The response must consist of every record, restated word for word.

### Dataset entries
-- -- --
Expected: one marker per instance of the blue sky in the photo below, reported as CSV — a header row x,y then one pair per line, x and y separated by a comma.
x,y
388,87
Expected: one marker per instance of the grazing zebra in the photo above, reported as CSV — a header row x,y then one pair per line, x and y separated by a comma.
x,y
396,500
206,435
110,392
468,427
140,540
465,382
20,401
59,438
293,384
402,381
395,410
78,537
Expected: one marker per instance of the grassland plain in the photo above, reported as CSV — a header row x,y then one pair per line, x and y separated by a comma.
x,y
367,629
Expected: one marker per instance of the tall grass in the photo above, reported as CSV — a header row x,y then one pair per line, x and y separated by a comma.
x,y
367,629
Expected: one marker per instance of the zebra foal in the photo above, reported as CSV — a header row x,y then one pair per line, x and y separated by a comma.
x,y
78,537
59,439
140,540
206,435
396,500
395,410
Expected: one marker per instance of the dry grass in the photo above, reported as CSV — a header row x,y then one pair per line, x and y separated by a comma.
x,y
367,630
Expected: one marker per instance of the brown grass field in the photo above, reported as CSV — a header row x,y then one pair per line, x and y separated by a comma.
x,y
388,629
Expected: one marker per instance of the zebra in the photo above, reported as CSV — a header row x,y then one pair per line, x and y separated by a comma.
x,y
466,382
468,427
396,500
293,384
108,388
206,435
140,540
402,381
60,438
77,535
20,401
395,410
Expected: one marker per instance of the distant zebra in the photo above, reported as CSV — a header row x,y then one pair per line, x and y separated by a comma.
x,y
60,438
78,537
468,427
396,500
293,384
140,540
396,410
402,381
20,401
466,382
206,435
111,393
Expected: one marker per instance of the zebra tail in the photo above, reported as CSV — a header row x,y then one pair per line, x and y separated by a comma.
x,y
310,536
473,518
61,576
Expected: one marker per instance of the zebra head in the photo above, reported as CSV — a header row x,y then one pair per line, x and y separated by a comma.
-- -- --
### Answer to this problem
Expected: one marker per instance of the blue sky in the photo below, reported as CSV — a header row x,y then one pair per line, x and y separated by a comma.
x,y
388,87
Expected: one marker per instance of the grazing zebra in the photo above, reported as CSV — a header row x,y then one pair per line, x and y separated by a comma.
x,y
396,500
206,435
110,392
468,427
140,540
465,382
20,401
59,438
293,384
402,381
395,410
78,537
Expected: one marker per instance of the grassland plain in the photo above, reported as CSV — a header row x,y then one pair per line, x and y separated by a comma.
x,y
367,629
Expected: one marker per instance of the tall grass in the photo above, reported as CSV — a header row x,y then one pair per line, x and y separated by a comma.
x,y
367,629
Expected: one marker per instance of the zebra foal in the photo above, reported as CSV — a header row x,y then one pair per line, x and y separated by a comma.
x,y
78,537
59,439
140,540
206,435
396,500
395,410
Expected: one marker per instance of the dry grass in the photo above, reported as CSV — a header row x,y then one pair per line, x and y separated by a comma.
x,y
367,630
Expected: one marker per instance of the brown grass field in the photo above, reported as CSV — a header row x,y then one pair per line, x and y separated by a comma.
x,y
388,629
Expected: one marker per instance of the zebra in the photo above, reported as CSV — a header row x,y then one pair per line, x and y separated by a comma.
x,y
466,382
468,427
396,500
293,384
108,388
206,435
140,540
402,381
60,438
77,535
20,401
395,410
Expected: one marker per instance of the distant zebra in the photo above, reported as CSV — a header row x,y then one pair per line, x and y separated by a comma.
x,y
60,438
78,537
468,427
396,500
293,384
140,540
396,410
402,381
20,401
466,382
206,435
111,393
Expected: one marker per instance of the zebra tail in the photo above, reported as CSV — a header row x,y then one pair per line, x and y separated by a comma.
x,y
310,536
473,518
61,576
Expected: one marker per instance of the zebra head in the photo above, reported as CSV — a header row x,y then one pair per line, x and y separated by a comma.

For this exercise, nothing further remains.